Material for the task:
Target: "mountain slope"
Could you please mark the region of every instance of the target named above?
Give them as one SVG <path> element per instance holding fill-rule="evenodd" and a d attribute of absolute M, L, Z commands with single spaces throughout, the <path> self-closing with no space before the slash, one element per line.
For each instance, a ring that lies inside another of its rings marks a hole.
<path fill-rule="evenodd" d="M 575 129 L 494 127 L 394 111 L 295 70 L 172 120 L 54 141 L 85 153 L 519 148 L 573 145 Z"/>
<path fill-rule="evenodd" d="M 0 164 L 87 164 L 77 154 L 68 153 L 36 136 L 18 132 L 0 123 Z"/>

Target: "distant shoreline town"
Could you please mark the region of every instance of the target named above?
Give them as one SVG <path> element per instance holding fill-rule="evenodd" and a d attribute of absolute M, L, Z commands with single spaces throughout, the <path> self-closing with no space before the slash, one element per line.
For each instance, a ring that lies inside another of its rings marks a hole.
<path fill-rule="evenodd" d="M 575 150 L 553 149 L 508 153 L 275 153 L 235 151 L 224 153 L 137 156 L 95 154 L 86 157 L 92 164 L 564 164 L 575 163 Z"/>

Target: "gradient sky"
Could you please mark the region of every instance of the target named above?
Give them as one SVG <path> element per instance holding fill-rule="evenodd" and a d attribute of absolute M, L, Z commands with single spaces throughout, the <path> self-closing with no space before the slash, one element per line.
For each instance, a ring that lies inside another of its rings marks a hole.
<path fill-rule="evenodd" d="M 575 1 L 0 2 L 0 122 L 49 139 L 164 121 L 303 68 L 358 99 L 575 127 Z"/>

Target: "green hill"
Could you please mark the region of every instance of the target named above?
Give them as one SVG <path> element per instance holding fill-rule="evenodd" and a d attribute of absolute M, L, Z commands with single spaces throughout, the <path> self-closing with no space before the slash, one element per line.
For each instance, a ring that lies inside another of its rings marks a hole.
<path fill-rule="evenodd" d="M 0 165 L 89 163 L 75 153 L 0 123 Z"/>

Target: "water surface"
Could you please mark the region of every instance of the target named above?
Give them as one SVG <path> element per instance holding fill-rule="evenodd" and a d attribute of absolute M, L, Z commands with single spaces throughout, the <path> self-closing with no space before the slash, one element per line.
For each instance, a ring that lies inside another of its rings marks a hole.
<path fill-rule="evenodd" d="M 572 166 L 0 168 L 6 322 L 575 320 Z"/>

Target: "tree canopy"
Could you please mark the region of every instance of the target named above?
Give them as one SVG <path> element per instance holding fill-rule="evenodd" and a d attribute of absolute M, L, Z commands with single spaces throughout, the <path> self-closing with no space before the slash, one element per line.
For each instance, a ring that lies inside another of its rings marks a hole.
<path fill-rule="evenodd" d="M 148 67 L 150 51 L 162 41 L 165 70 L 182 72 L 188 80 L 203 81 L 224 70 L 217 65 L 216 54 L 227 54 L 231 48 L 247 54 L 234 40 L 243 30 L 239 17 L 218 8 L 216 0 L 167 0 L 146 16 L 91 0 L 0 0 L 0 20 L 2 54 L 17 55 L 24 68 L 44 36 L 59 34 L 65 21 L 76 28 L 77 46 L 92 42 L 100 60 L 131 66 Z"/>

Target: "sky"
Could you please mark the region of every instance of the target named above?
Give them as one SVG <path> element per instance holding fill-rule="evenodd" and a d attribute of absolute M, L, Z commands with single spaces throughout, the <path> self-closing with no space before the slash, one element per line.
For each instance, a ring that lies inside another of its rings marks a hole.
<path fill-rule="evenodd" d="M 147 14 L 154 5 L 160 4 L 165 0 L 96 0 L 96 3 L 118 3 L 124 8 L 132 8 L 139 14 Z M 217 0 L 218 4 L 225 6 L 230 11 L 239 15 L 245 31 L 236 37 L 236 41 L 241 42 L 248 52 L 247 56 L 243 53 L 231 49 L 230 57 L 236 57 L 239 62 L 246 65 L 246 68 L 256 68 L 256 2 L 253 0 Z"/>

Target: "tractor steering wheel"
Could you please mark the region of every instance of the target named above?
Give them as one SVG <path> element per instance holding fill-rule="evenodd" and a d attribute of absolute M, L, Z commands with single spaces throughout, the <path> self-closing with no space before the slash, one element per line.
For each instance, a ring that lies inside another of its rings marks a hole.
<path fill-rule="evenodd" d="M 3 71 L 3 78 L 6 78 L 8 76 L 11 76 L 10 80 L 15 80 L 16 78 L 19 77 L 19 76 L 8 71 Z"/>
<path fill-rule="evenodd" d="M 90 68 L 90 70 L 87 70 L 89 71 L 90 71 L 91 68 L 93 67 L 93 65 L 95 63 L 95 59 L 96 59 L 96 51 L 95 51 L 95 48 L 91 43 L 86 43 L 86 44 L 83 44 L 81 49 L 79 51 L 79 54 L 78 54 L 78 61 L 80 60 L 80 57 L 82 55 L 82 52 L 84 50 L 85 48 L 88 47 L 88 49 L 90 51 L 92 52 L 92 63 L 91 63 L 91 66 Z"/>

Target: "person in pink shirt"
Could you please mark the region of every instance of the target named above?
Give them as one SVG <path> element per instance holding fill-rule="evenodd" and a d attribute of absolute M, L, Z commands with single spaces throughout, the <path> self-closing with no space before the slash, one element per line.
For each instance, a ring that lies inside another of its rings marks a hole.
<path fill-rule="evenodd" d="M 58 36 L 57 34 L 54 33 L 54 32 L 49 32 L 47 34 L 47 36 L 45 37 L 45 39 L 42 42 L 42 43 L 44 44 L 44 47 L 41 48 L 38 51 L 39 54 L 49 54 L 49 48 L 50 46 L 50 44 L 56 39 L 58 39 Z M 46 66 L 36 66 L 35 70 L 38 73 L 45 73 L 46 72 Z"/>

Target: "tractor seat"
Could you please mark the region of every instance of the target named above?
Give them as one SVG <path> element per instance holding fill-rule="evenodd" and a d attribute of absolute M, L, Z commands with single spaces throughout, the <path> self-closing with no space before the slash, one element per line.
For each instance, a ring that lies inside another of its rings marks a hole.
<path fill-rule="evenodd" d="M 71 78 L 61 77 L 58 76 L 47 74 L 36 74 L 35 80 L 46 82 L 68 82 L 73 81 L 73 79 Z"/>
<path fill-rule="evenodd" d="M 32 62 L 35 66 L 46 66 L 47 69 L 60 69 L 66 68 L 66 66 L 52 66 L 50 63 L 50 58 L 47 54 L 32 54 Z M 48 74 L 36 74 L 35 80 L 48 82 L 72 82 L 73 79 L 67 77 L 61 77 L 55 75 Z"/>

Problem statement: Arrange every line of the listing above as a numbered list, leaving out the blank lines.

Correct response:
1. Target: "mountain slope"
2. Could you please mark the region of every instance of the target named above?
3. Give them as one SVG <path> element per instance holding fill-rule="evenodd" and a d attribute of absolute M, L, Z commands with single spaces throughout, the <path> self-closing with no space before the slash, one element per line.
4. For each instance, a ring that lies inside another of its rings marks a hole.
5. <path fill-rule="evenodd" d="M 575 129 L 494 127 L 394 111 L 295 70 L 172 120 L 54 141 L 85 153 L 519 148 L 573 145 Z"/>
6. <path fill-rule="evenodd" d="M 0 164 L 87 164 L 77 154 L 68 153 L 36 136 L 18 132 L 0 123 Z"/>
7. Target: "distant shoreline town"
8. Could you please mark the region of every instance of the target named above?
9. Give them as one SVG <path> element per instance holding fill-rule="evenodd" and a d attribute of absolute M, L, Z commands with single spaces throughout, the <path> self-closing with no space before the slash, one element per line.
10. For each instance, a ring that lies inside another of its rings marks a hole.
11. <path fill-rule="evenodd" d="M 575 150 L 553 149 L 508 153 L 275 153 L 235 151 L 224 153 L 137 156 L 95 154 L 86 157 L 92 164 L 564 164 L 575 163 Z"/>
12. Target: "gradient sky"
13. Could you please mark the region of every instance of the target named above?
14. Give them as one SVG <path> element per instance holding fill-rule="evenodd" and a d attribute of absolute M, L, Z commands with single spaces throughout, the <path> self-closing with no space before the slash, one element per line.
15. For each instance, a ring that lies inside another of its rings marks a hole.
16. <path fill-rule="evenodd" d="M 575 1 L 0 2 L 0 122 L 49 139 L 164 121 L 303 68 L 358 99 L 575 127 Z"/>
17. Target: "green hill"
18. Could you please mark the region of every instance of the target named above?
19. Give them as one SVG <path> element per instance holding fill-rule="evenodd" and a d attribute of absolute M, L, Z commands with single spaces throughout, the <path> self-closing with no space before the slash, one element per line.
20. For each instance, a ring that lies inside another of its rings marks a hole.
21. <path fill-rule="evenodd" d="M 0 165 L 89 163 L 75 153 L 0 123 Z"/>
22. Target: "water surface"
23. Could you please mark the region of every instance of the target named above?
24. Give them as one SVG <path> element per instance holding fill-rule="evenodd" and a d attribute of absolute M, L, Z commands with single spaces throughout, the <path> self-closing with no space before the slash, one element per line.
25. For each instance, a ring that lies inside another of its rings marks a hole.
26. <path fill-rule="evenodd" d="M 572 166 L 0 168 L 6 322 L 575 320 Z"/>
27. Target: "tree canopy"
28. Could you please mark the region of every instance of the target named above?
29. Give them as one SVG <path> element per instance holding fill-rule="evenodd" and a d attribute of absolute M, L, Z commands with single spaces throughout, the <path> self-closing with no space before the slash, one element per line.
30. For each instance, a ring that lies inside another of its rings marks a hole.
31. <path fill-rule="evenodd" d="M 148 67 L 150 51 L 162 41 L 165 70 L 182 72 L 188 80 L 203 81 L 224 70 L 217 65 L 216 54 L 227 54 L 231 48 L 247 54 L 234 40 L 243 30 L 239 17 L 218 8 L 216 0 L 167 0 L 146 16 L 91 0 L 0 0 L 0 20 L 2 54 L 17 55 L 24 68 L 44 36 L 59 34 L 65 21 L 76 28 L 77 46 L 92 42 L 100 60 L 131 66 Z"/>
32. Target: "sky"
33. Could you please mark the region of every instance of the target named above?
34. Give them as one SVG <path> element per instance holding fill-rule="evenodd" and a d attribute of absolute M, L, Z commands with single spaces throughout, the <path> self-closing with no space before the slash, one element per line.
35. For each instance, a ring that lies inside another of its rings marks a hole.
36. <path fill-rule="evenodd" d="M 147 14 L 154 5 L 160 4 L 165 0 L 96 0 L 96 3 L 118 3 L 124 8 L 132 8 L 139 14 Z M 217 0 L 218 4 L 225 6 L 230 11 L 239 15 L 245 31 L 236 37 L 236 41 L 241 42 L 248 52 L 247 56 L 243 53 L 231 49 L 230 57 L 236 57 L 239 62 L 246 65 L 246 68 L 256 68 L 256 2 L 253 0 Z"/>
37. Target: "tractor steering wheel"
38. Could you please mark the region of every instance of the target named above?
39. Give them as one SVG <path> element per instance holding fill-rule="evenodd" and a d attribute of absolute M, L, Z commands with single spaces throughout, the <path> self-closing with no space before the slash, one element per line.
40. For each instance, a ring that lies inside another of its rings marks a hole.
41. <path fill-rule="evenodd" d="M 3 71 L 3 78 L 6 78 L 8 76 L 11 76 L 10 80 L 15 80 L 16 78 L 19 77 L 19 76 L 8 71 Z"/>
42. <path fill-rule="evenodd" d="M 90 68 L 90 70 L 87 70 L 89 71 L 90 71 L 91 68 L 93 67 L 93 65 L 95 63 L 95 59 L 96 59 L 96 51 L 95 51 L 95 48 L 91 43 L 86 43 L 86 44 L 83 44 L 81 49 L 79 51 L 79 54 L 78 54 L 78 61 L 80 60 L 80 57 L 82 55 L 82 52 L 84 50 L 85 48 L 88 47 L 88 49 L 90 51 L 92 52 L 92 63 L 91 63 L 91 66 Z"/>
43. Target: "person in pink shirt"
44. Could you please mark the region of every instance of the target named above?
45. Give them as one SVG <path> element per instance holding fill-rule="evenodd" and a d attribute of absolute M, L, Z commands with single spaces throughout, the <path> self-closing with no space before the slash, one element per line.
46. For each instance, a ring that lies inside another of its rings marks a hole.
47. <path fill-rule="evenodd" d="M 58 36 L 57 34 L 54 33 L 54 32 L 49 32 L 47 34 L 47 36 L 45 37 L 45 39 L 42 42 L 42 43 L 44 44 L 44 47 L 41 48 L 38 51 L 39 54 L 49 54 L 49 48 L 50 46 L 50 44 L 56 39 L 58 39 Z M 46 66 L 36 66 L 35 70 L 38 73 L 45 73 L 46 72 Z"/>
48. Target: "tractor seat"
49. Could you please mark the region of every instance of the target named above?
50. Give them as one SVG <path> element per instance holding fill-rule="evenodd" and a d attribute of absolute M, L, Z commands with single spaces throughout, the <path> self-closing with no space before the slash, one element per line.
51. For each instance, a ring that lies inside another of its rings marks a hole.
52. <path fill-rule="evenodd" d="M 71 78 L 61 77 L 58 76 L 47 74 L 36 74 L 35 80 L 46 82 L 68 82 L 73 81 L 73 79 Z"/>
53. <path fill-rule="evenodd" d="M 32 62 L 35 66 L 46 66 L 47 69 L 60 69 L 66 68 L 66 66 L 52 66 L 50 63 L 50 58 L 47 54 L 32 54 Z M 48 74 L 36 74 L 35 80 L 48 82 L 72 82 L 73 79 L 67 77 L 61 77 L 55 75 Z"/>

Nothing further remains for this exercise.